**Problem 1**.
Answer these questions using the news report on laughing gas at Children's Hospitals and Clinics.
(a) What award did Children's win?
(b) How many infections has Sidney had this year?
(c) Who first put nitrous oxide to use in patient care?
**Problem 2**. Put this sentence from the news report on laughing gas at Children's Hospitals and Clinics into Spanish: "Nitrous oxide has been around for 150 years."
**Problem 3**. Write out everything in the news report on laughing gas at Children's Hospitals and Clinics from "To help Sidney" down to "give it a try.".

**Selected passage**.
......
ST. PAUL (WCCO) ― The Minnesota Hospital Association is praising Children's Hospitals and Clinics for making life less painful and less scary for its young patients.

Children's won the Innovation of the Year award for giving children nitrous oxide, or laughing gas, to help them relax during procedures.

Eight-year-old Sidney has been missing a lot of school because of persistent infections.

"A lot of bladder and kidney infections," said Sidney's mother, Missy Kistler. "She's had way too many this year. Four of them already."

To find out why, doctors at Children's want to look inside her bladder for clues. To do that, nurses need to insert a very uncomfortable catheter.

To help Sidney be more comfortable, medical professionals are giving her nitrous oxide. The nitrous is a big relief to Kistler.

"No mother wants to see her child in pain, so the easier the better," she said.

Nitrous oxide has been around for 150 years. Dentists were the first ones to put it into use for patient care and it was a trip to the dentist's office that inspired Children's to give it a try.

"I was sitting in my dentist's office, waiting to have my teeth cleaned," said pediatric intensive care physician Judy Zier.

Zier struck up a conversation with her hygienist about how well the nitrous oxide works for young patients.

"When you turn it on, you get the effects right away," Zier said. "Within 30 seconds to three minutes, the kids are feeling the effects. And it's not a deep sedative. Kids are still awake but they're just more relaxed."
......
**Source material**.
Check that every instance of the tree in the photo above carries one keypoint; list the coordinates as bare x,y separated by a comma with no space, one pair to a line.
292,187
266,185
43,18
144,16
......
**Exercise solution 1**.
(a) The Innovation of the Year award.
(b) Four.
(c) Dentists.

**Exercise solution 2**. El óxido nitroso existe desde hace 150 años.

**Exercise solution 3**.
To help Sidney be more comfortable, medical professionals are giving her nitrous oxide. The nitrous is a big relief to Kistler.

"No mother wants to see her child in pain, so the easier the better," she said.

Nitrous oxide has been around for 150 years. Dentists were the first ones to put it into use for patient care and it was a trip to the dentist's office that inspired Children's to give it a try.